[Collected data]
######

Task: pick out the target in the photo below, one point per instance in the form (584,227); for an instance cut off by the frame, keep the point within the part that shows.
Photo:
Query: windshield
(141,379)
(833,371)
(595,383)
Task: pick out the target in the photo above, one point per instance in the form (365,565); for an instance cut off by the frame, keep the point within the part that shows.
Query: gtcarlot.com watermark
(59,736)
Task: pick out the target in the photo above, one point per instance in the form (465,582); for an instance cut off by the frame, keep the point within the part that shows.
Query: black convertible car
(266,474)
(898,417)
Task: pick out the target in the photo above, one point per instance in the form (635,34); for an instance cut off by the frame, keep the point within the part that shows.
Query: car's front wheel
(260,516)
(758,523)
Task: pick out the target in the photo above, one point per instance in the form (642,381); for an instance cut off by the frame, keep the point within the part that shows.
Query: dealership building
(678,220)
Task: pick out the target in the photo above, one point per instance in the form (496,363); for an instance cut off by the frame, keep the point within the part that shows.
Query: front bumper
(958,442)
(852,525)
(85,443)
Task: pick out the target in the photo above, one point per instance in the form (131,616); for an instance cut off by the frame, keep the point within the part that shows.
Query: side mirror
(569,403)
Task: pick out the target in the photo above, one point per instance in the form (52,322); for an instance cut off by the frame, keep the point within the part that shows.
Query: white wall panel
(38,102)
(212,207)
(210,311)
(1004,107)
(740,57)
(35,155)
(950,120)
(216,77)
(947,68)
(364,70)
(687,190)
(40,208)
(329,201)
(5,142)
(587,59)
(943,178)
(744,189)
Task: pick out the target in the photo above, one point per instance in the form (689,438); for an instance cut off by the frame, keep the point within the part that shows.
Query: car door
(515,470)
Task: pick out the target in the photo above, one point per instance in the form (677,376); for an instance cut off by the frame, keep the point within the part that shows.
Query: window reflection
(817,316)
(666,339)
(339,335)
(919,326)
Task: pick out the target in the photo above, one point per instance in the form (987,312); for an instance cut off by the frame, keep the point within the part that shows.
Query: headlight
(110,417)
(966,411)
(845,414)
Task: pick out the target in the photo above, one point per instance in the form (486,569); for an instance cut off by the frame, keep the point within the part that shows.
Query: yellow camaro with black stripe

######

• Work to do
Return exactly the lines of the data, and only those, from the line with "the form (987,312);" through the last line, inclusive.

• Answer below
Task: pick out the target in the photo above, one point per instance in the form (987,312); for an instance cut off by the frame, keep the point within the part that shows.
Query: headlight
(110,417)
(966,411)
(845,414)
Task: pick out the target in the photo above, one point per instance in the form (486,569); for an instance cut off by the frame, keep the point within the part that shows.
Query: yellow camaro with black stripe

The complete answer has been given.